> **Task details**:
Look through the entries and report how many lines include the word "child". Give the number alone.

> **Record extracts**:
◆ ◆ ◆
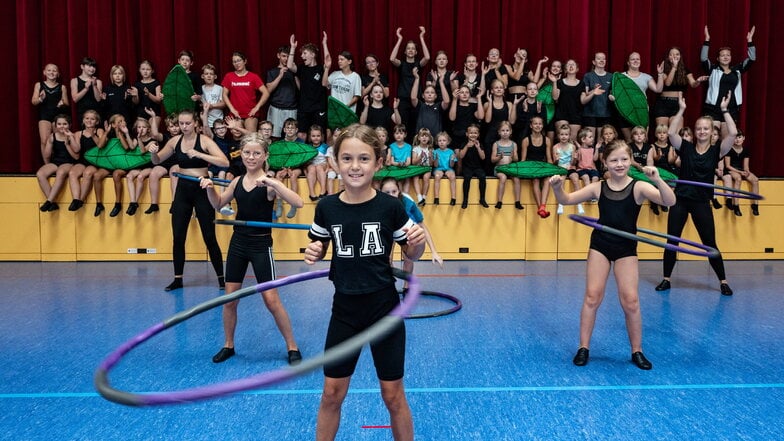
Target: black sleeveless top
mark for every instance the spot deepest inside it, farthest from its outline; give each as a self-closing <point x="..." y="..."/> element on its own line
<point x="253" y="206"/>
<point x="619" y="210"/>
<point x="184" y="161"/>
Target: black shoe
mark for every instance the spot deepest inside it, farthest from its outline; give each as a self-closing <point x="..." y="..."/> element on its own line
<point x="132" y="207"/>
<point x="295" y="357"/>
<point x="663" y="286"/>
<point x="581" y="359"/>
<point x="176" y="284"/>
<point x="75" y="205"/>
<point x="641" y="362"/>
<point x="223" y="355"/>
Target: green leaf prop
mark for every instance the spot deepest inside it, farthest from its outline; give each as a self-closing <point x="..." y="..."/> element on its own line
<point x="394" y="171"/>
<point x="287" y="154"/>
<point x="545" y="95"/>
<point x="177" y="91"/>
<point x="531" y="169"/>
<point x="113" y="156"/>
<point x="630" y="100"/>
<point x="339" y="115"/>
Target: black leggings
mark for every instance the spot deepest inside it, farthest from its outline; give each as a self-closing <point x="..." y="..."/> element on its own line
<point x="702" y="216"/>
<point x="468" y="173"/>
<point x="187" y="196"/>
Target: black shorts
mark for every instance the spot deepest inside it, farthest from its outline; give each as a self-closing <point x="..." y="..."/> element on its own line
<point x="352" y="314"/>
<point x="666" y="107"/>
<point x="256" y="250"/>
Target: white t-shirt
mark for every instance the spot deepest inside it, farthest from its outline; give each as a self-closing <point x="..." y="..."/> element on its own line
<point x="345" y="87"/>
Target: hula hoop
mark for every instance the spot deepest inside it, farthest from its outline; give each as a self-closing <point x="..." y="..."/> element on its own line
<point x="457" y="305"/>
<point x="332" y="355"/>
<point x="702" y="250"/>
<point x="216" y="181"/>
<point x="727" y="191"/>
<point x="260" y="224"/>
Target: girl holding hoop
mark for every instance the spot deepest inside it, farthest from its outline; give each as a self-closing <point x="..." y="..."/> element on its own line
<point x="363" y="223"/>
<point x="255" y="193"/>
<point x="620" y="199"/>
<point x="698" y="163"/>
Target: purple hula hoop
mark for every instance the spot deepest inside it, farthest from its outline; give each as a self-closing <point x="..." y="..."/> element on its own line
<point x="730" y="192"/>
<point x="336" y="353"/>
<point x="701" y="250"/>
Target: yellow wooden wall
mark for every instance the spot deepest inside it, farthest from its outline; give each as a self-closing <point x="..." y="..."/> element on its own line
<point x="481" y="233"/>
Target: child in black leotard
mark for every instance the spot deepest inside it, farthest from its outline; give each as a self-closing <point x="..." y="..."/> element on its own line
<point x="619" y="205"/>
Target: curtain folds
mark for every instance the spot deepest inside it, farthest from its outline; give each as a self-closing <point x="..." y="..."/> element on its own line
<point x="126" y="32"/>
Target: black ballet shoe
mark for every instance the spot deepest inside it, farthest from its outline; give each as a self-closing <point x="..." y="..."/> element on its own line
<point x="295" y="357"/>
<point x="641" y="362"/>
<point x="176" y="284"/>
<point x="581" y="358"/>
<point x="223" y="355"/>
<point x="663" y="286"/>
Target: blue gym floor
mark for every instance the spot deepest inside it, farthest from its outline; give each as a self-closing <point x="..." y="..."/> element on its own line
<point x="499" y="369"/>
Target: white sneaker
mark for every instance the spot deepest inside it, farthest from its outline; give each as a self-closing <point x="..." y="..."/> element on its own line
<point x="227" y="211"/>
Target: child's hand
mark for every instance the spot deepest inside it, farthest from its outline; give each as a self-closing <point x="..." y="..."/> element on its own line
<point x="205" y="183"/>
<point x="314" y="252"/>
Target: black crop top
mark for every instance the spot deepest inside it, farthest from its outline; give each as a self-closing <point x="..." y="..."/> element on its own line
<point x="186" y="162"/>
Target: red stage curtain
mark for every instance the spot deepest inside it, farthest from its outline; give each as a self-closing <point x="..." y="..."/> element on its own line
<point x="126" y="32"/>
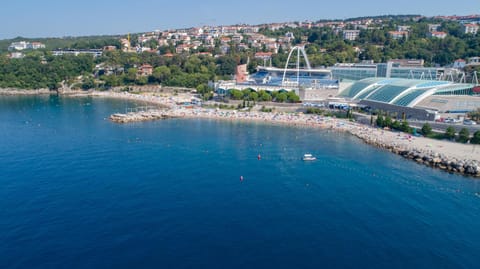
◆ ◆ ◆
> **Exercise result**:
2